-- start --
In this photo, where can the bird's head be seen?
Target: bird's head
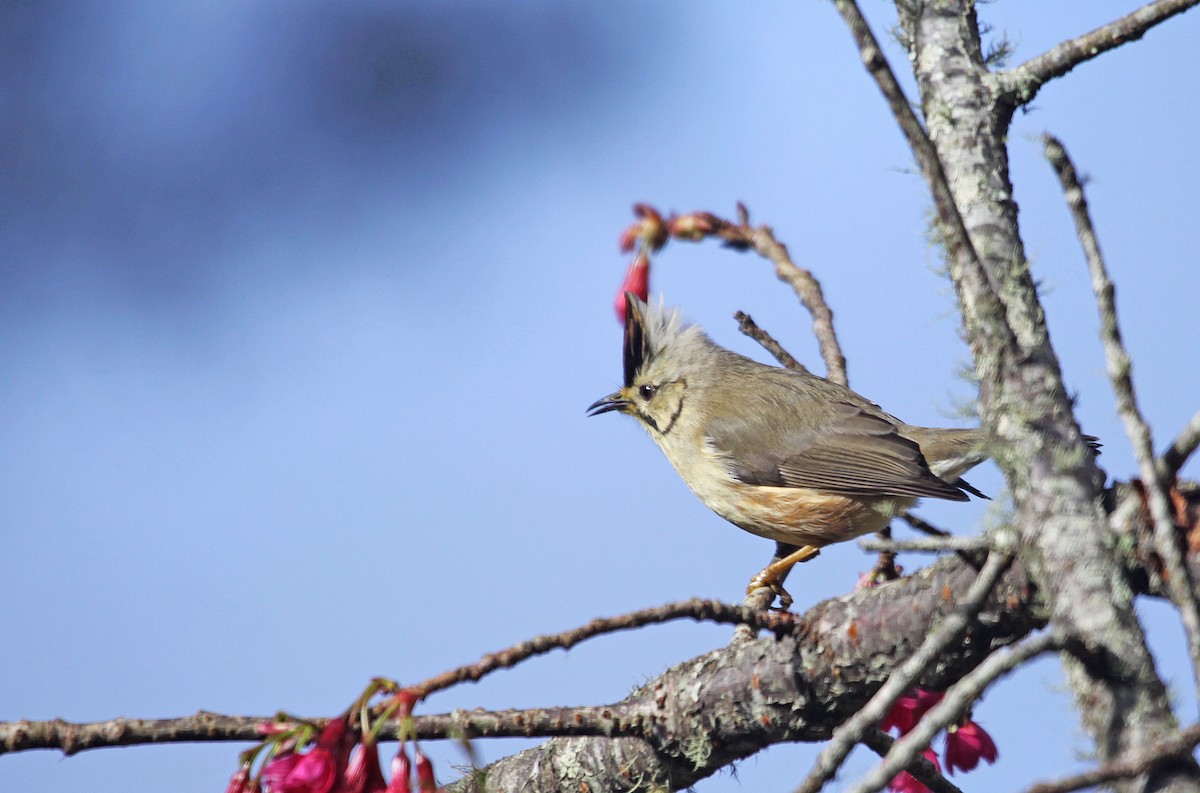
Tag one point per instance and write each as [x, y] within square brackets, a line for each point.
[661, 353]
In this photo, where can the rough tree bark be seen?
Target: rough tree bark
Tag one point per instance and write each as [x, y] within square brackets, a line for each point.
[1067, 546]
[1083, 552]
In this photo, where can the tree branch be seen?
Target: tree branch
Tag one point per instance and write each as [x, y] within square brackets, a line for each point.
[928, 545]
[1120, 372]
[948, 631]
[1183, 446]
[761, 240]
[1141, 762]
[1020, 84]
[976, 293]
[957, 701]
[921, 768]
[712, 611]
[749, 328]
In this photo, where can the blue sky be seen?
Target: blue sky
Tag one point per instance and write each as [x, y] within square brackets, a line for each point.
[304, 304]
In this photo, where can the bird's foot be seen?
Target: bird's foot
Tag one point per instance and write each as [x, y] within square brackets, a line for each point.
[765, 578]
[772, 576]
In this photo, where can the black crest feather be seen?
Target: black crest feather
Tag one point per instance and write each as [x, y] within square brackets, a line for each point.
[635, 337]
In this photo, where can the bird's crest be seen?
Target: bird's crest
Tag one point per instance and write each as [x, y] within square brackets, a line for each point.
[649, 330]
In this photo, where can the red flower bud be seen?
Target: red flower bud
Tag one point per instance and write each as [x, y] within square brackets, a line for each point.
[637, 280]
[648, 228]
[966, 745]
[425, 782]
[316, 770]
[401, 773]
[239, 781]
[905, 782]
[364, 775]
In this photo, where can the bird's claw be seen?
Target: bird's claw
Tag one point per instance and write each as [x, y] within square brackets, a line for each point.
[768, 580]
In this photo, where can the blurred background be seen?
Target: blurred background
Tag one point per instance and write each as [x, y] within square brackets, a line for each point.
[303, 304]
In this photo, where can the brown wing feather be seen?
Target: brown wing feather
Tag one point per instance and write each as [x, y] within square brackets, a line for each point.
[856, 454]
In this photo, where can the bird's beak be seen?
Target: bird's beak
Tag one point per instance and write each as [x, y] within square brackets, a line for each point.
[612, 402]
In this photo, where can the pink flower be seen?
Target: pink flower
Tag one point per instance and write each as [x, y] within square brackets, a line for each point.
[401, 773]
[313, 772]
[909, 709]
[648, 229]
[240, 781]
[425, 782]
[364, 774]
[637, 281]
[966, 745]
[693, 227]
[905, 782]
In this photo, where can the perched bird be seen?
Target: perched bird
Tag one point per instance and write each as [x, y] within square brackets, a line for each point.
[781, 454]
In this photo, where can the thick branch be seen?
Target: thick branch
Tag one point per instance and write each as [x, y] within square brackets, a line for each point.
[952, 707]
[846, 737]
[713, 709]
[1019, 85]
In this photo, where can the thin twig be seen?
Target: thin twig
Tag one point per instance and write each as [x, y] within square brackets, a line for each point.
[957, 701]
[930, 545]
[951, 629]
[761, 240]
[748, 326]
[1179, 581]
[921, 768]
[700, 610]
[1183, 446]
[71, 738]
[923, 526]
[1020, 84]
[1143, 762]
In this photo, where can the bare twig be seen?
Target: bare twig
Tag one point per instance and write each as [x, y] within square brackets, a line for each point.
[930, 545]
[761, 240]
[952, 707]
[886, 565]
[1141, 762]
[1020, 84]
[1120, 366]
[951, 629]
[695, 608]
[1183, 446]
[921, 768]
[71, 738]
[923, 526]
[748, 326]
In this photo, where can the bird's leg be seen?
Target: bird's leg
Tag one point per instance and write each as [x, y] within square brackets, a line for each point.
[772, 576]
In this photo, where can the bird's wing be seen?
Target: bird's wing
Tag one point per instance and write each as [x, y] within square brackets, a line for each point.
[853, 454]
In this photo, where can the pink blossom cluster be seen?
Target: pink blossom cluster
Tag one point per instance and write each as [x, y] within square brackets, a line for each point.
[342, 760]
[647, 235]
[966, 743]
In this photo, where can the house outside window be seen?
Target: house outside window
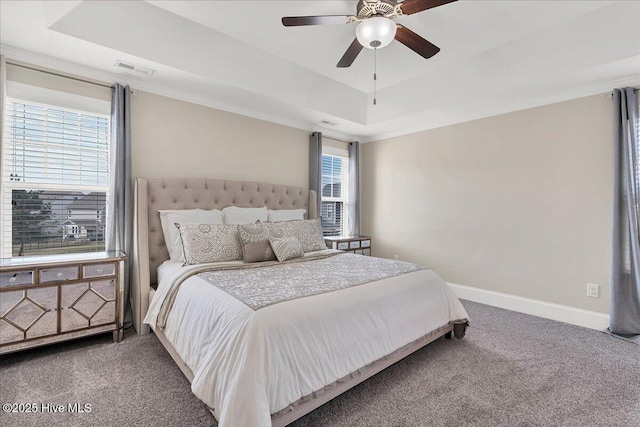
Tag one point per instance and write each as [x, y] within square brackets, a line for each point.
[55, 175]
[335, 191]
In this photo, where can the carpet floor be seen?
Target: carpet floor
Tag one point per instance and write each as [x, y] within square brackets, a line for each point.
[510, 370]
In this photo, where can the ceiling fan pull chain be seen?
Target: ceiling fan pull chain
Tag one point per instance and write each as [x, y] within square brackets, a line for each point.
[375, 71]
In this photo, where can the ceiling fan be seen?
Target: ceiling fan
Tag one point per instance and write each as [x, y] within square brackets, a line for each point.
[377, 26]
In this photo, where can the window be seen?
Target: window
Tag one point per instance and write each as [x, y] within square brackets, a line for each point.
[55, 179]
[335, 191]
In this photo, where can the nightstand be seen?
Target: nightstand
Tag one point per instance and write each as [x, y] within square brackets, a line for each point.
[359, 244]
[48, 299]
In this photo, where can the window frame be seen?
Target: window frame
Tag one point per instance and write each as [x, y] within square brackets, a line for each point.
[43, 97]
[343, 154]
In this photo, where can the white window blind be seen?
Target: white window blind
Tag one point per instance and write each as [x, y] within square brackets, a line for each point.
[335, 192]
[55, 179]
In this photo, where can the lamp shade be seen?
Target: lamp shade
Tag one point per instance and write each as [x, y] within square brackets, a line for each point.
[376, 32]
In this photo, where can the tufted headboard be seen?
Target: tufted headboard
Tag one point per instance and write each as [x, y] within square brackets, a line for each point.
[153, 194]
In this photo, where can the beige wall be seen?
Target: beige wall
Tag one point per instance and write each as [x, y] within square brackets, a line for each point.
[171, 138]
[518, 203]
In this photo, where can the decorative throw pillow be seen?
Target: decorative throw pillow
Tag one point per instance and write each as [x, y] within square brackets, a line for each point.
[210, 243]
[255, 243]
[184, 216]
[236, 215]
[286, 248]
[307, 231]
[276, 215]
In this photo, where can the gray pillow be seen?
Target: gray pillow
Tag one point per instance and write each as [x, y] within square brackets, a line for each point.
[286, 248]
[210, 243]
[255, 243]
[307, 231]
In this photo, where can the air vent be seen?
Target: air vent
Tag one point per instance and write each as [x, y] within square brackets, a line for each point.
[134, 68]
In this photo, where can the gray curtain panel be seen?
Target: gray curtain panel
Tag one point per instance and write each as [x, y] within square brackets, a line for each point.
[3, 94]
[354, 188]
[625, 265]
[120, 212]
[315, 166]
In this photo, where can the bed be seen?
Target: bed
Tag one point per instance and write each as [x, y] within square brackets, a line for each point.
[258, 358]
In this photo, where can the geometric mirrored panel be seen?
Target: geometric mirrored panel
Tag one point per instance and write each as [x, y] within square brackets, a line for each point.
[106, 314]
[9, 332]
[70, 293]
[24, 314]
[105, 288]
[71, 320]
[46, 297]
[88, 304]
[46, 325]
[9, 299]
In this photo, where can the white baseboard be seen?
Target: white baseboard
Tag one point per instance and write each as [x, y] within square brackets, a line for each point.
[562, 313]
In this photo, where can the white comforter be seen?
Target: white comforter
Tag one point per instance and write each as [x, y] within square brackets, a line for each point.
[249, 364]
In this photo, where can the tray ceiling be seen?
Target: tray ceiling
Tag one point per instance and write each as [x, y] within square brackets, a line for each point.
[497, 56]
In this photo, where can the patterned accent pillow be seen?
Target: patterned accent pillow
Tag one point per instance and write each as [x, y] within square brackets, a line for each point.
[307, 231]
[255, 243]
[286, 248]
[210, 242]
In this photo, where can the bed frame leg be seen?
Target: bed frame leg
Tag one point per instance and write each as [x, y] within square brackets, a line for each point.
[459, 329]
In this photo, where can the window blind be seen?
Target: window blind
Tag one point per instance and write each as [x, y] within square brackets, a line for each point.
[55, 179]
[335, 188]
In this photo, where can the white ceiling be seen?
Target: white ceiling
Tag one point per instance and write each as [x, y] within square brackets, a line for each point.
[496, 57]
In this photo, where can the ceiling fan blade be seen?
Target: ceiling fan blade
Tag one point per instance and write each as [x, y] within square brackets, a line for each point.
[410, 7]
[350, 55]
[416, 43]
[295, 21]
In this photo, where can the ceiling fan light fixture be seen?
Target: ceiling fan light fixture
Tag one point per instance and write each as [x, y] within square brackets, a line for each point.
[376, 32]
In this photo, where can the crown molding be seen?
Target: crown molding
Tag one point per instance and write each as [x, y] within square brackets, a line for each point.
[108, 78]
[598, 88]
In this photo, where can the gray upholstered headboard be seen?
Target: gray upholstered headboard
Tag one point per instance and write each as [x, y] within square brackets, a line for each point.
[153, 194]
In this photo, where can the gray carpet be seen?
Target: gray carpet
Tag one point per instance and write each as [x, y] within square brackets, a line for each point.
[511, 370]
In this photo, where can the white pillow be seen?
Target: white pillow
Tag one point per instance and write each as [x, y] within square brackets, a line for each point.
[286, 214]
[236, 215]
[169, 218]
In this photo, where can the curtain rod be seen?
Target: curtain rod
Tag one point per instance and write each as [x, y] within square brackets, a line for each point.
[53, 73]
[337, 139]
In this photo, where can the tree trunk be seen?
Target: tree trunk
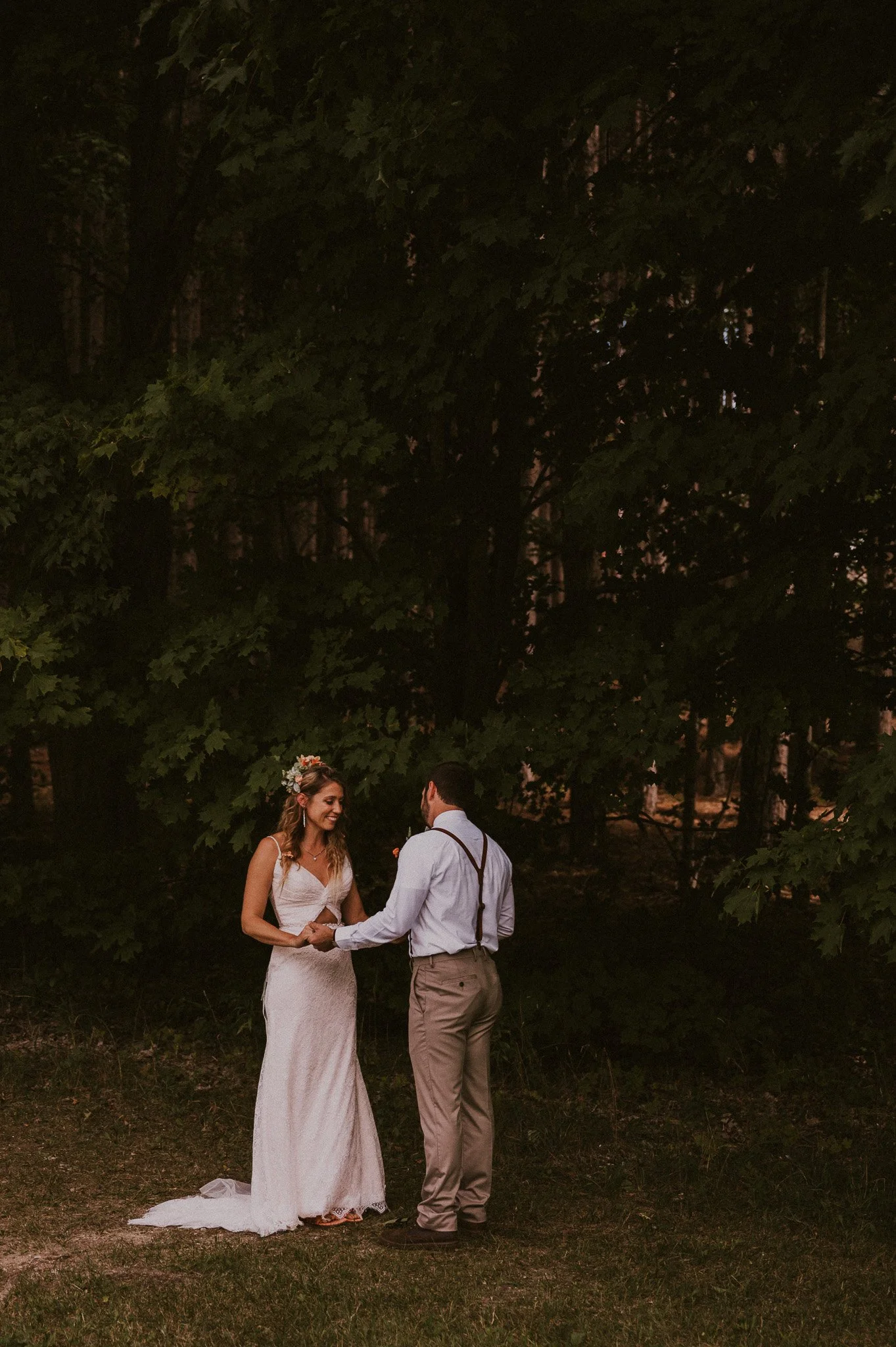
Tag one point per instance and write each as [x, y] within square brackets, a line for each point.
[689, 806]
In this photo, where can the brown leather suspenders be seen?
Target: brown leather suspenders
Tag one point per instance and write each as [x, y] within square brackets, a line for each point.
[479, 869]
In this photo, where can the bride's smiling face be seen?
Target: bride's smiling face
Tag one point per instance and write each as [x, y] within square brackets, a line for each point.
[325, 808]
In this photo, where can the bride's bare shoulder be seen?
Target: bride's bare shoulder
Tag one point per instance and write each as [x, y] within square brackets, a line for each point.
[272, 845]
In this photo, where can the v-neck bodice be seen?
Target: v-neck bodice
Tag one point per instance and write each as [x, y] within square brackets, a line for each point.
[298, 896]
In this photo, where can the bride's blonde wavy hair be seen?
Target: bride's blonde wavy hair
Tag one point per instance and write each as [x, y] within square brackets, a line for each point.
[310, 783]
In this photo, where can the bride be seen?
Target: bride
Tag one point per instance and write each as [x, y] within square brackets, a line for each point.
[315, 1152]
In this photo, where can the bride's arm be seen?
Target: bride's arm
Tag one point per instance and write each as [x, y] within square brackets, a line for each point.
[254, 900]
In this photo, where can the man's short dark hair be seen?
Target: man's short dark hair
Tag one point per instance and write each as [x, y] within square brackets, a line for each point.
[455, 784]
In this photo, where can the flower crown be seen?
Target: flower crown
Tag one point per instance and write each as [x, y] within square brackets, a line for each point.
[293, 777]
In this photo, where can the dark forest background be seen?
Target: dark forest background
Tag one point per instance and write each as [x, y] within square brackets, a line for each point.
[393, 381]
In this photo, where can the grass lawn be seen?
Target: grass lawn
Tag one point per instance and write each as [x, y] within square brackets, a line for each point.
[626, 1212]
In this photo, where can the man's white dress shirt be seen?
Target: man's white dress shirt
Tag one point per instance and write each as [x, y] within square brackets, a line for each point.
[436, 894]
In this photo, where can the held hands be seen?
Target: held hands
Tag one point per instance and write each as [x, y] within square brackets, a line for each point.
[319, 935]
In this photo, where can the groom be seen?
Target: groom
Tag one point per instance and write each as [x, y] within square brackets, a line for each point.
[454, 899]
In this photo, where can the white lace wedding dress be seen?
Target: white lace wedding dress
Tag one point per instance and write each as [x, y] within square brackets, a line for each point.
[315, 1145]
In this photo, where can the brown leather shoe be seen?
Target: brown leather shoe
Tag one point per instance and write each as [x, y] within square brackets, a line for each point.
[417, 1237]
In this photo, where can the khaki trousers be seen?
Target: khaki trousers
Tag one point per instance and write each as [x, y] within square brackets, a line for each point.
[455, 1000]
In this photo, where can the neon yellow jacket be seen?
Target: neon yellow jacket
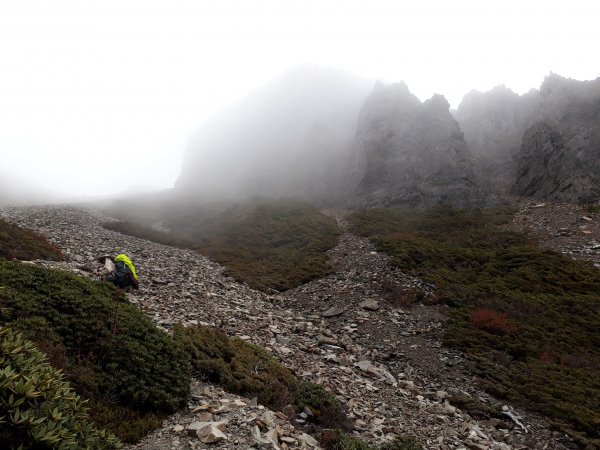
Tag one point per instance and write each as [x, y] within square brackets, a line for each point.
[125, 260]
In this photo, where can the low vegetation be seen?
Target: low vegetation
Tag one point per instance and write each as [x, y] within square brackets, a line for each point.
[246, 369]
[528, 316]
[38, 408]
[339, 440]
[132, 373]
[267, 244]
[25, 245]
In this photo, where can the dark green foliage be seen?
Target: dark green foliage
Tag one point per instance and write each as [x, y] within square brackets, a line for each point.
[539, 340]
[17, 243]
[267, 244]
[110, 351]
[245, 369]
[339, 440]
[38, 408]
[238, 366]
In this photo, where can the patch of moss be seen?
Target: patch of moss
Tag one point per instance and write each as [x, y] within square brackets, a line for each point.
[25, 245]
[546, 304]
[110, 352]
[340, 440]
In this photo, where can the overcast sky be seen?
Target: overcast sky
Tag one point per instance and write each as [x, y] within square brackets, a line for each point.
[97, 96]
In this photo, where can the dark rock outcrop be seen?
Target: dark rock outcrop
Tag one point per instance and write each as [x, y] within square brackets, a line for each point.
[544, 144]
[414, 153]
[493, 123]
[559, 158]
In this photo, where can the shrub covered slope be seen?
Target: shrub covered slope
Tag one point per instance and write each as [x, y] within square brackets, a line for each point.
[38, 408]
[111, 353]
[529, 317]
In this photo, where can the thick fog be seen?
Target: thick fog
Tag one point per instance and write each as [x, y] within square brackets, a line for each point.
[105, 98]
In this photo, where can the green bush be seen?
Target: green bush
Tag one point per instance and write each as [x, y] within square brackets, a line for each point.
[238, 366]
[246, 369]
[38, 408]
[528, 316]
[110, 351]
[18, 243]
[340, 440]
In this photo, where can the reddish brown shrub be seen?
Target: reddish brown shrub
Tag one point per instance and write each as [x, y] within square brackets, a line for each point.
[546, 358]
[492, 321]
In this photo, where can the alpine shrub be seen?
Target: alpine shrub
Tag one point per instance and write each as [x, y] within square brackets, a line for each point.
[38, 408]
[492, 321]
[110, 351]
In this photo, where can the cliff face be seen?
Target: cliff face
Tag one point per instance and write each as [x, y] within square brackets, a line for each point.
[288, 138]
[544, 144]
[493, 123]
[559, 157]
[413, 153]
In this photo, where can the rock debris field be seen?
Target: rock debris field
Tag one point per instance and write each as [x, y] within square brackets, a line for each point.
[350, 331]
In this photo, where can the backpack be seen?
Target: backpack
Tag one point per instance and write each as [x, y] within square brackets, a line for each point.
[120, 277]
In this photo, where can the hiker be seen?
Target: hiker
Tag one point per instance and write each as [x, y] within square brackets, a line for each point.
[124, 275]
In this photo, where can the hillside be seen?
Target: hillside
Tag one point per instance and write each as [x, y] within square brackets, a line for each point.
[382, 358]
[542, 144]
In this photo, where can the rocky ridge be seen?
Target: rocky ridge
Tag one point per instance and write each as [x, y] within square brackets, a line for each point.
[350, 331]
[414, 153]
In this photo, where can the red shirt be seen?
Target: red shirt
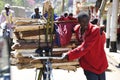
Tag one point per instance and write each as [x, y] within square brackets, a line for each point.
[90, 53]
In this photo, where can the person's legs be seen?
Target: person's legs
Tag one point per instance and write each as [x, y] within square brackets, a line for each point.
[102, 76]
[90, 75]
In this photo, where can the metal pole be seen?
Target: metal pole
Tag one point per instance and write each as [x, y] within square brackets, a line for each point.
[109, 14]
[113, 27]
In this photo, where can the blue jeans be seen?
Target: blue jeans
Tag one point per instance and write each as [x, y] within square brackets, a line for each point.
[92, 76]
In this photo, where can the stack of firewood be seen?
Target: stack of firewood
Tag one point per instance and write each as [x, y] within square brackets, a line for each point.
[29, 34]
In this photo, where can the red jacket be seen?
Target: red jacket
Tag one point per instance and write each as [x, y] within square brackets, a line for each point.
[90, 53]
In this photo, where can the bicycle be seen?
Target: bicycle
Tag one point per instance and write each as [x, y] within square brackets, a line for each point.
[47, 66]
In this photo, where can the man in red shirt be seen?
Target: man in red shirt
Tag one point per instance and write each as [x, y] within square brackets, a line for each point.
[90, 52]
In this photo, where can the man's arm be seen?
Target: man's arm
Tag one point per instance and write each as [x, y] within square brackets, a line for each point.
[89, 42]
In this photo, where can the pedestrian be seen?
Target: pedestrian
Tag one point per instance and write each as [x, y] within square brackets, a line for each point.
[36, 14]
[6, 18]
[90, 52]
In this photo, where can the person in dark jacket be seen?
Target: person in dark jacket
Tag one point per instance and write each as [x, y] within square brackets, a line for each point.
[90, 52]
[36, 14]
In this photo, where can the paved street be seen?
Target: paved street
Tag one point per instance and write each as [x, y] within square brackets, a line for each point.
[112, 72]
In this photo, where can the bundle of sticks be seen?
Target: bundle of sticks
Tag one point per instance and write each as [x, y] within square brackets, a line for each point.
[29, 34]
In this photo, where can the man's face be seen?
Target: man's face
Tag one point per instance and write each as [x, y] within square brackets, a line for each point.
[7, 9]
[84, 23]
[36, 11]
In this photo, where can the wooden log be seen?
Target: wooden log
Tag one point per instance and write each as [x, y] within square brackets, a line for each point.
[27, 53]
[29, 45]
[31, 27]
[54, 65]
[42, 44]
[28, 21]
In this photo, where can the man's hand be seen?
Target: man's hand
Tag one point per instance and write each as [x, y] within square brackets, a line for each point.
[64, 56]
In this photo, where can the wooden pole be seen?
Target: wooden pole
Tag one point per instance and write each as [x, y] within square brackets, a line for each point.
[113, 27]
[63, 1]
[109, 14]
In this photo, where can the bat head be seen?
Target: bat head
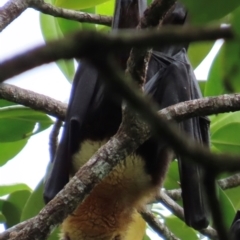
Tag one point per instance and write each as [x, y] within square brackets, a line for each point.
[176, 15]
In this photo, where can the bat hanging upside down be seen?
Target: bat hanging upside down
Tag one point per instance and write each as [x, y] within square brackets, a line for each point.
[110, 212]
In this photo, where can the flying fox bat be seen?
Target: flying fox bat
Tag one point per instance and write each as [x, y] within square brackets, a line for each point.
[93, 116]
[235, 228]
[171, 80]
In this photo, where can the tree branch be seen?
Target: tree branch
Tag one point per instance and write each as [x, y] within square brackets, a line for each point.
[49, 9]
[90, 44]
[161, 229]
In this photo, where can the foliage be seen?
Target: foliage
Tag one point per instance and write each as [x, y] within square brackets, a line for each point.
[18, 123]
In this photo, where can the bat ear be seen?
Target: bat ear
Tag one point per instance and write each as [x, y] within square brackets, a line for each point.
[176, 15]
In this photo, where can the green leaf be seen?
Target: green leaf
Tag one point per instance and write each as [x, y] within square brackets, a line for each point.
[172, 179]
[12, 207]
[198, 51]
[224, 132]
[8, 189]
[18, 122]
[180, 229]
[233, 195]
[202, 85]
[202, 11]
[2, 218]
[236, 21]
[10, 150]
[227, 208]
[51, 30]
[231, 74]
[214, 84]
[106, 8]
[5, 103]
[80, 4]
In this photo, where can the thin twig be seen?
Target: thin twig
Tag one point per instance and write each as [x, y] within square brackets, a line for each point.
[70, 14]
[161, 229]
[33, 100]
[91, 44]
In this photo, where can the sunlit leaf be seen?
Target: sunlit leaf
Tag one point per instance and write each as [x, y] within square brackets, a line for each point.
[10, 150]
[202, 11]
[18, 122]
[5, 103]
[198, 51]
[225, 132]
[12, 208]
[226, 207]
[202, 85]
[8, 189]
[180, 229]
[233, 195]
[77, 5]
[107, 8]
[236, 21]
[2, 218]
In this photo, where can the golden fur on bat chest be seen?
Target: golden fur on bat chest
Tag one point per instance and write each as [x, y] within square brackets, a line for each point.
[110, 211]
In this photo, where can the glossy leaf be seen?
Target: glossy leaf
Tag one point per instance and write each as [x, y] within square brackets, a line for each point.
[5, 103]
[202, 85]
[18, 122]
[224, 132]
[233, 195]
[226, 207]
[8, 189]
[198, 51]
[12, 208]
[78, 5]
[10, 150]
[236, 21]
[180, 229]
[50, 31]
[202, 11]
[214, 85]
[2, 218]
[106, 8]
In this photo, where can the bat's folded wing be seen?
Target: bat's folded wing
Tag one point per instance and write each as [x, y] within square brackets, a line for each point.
-- end --
# DIRECTIONS FOR THIS TASK
Reproduce, word for word, only the lines from the one that contains "In this photo, where can the bat ear be seen?" through the final line.

# RESPONSE TO THIS TASK
In this photo, where can the bat ear be seen?
Target: bat ear
Tag one point per instance and write each as [x, y] within square brackets, a line for each point.
[176, 15]
In this photo, where can the green leaf be seen?
Target: green leaf
Tag one point per instance and write each as [x, y] within square brackets, a line for each point.
[172, 179]
[12, 207]
[198, 51]
[224, 132]
[8, 189]
[18, 122]
[180, 229]
[233, 195]
[202, 85]
[202, 11]
[2, 218]
[236, 21]
[10, 150]
[227, 208]
[51, 30]
[231, 74]
[214, 84]
[106, 8]
[5, 103]
[80, 4]
In this photo, where can the thin twig be seen?
Target: thin twig
Tag one point per instance and write each as [x, y] within square brackets, a line for each point.
[70, 14]
[161, 229]
[33, 100]
[91, 44]
In this photo, where can the sunlit leaf be seen?
Target: sunlit leaf
Tag one point per instance and write each as [x, y] within square brackets, a line for each point.
[10, 150]
[202, 11]
[18, 122]
[5, 103]
[198, 51]
[225, 132]
[12, 208]
[226, 207]
[202, 85]
[8, 189]
[180, 229]
[233, 195]
[77, 5]
[107, 8]
[236, 21]
[2, 218]
In this photo, where can the golden fur on bat chest be seen?
Target: golden fur on bat chest
Tag one point per instance and write each as [x, y] within square brackets, a line for each point.
[110, 211]
In this photo, where can the glossy leaf be seen?
Target: glossy leaf
Tag one point per instance and write each as [x, y] within square brackets, a line for each point.
[5, 103]
[202, 85]
[18, 122]
[224, 132]
[233, 195]
[226, 207]
[8, 189]
[198, 51]
[12, 208]
[78, 5]
[10, 150]
[236, 21]
[180, 229]
[50, 31]
[202, 11]
[214, 85]
[2, 218]
[106, 8]
In this photo, where can the bat's folded wing be seen?
Target: bat's folded wing
Tag one point per instance and write each as [x, y] within square brackets, a line for each point.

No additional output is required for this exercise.